__Extracted text__
The FM radio frequency is one of the most overlooked, yet valuable electromagnetic waves in human discovery. Without it, emergency broadcasting services wouldn’t exist, neither would the technology for baby monitors, or microwaves. But while the FM radio was a crucial contribution to history and entertainment as we know it, the history of FM radio is full of drama, politics, business, and everything no inventor wants to face, but ultimately has to.
That being said, this article will go through the ups and downs, and the entire story and major milestones of FM radio.
Many stations still use FM as the primary mode of broadcasting. Its predecessor, AM broadcasts were prone to a lot of interference and were seriously lacking audio quality, resulting in the need to develop a better alternative, that ultimately became what we know as FM radio today.
What is FM Radio Broadcasting?
Frequency modulation radio (or FM radio) is a form of broadcasting transmission that is based on frequency modulation, which is the reason the sound quality can become much better than that of AM radio. It’s one of the most significant milestones in radio history, and its discovery is linked to the name of Edwin Armstrong.
Today, wide-band FM is used worldwide as the best way to provide a quality sound over broadcast radio, meaning a more accurate reproduction of the original audio. Its discovery was a contribution to raising the overall sound quality and still remains as one of the leading technologies in quality radio. FM radio was the first to introduce stereo audio which was a major leap in the history of radio and is still a crucial part of our listening experience.
This means FM broadcasts have what is called “stereo multiplexing”, which is capable of switching fast between the left and right audio signals. It is a stereo receiver that helps stereo FM radio stations broadcast in what is called stereophonic sound. This stereo receiver contains the additional circuit and parallel signal paths to reproduce two different channels. In contrast, AM has a monaural receiver, which only receives a single audio channel which is a combination of the left and right channels. To make listening to the radio a better and easier experience for the audience, an FM receiver often has a stereo to mono switch, allowing the listener to choose between the two versions.
The Difference Between AM and FM
To understand the history and meaning of the development of FM technology, we must first understand the workings and problems of its predecessor, AM radio, and how FM differs from it. AM radio uses amplitude modulation to transmit radio broadcasts. It is one of the most primitive and simplest forms of radio technology, and while it’s fully capable of providing a steady wave of information, the audio quality suffered greatly.

__Data section__
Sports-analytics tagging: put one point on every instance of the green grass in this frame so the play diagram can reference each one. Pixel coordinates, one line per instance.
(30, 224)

__What the task requires__
Return the stretch of the FM radio article from "This means FM" through "the two versions.", word for word. The data that comes after the FM radio article has no connection to it.

__Response for this exercise__
This means FM broadcasts have what is called “stereo multiplexing”, which is capable of switching fast between the left and right audio signals. It is a stereo receiver that helps stereo FM radio stations broadcast in what is called stereophonic sound. This stereo receiver contains the additional circuit and parallel signal paths to reproduce two different channels. In contrast, AM has a monaural receiver, which only receives a single audio channel which is a combination of the left and right channels. To make listening to the radio a better and easier experience for the audience, an FM receiver often has a stereo to mono switch, allowing the listener to choose between the two versions.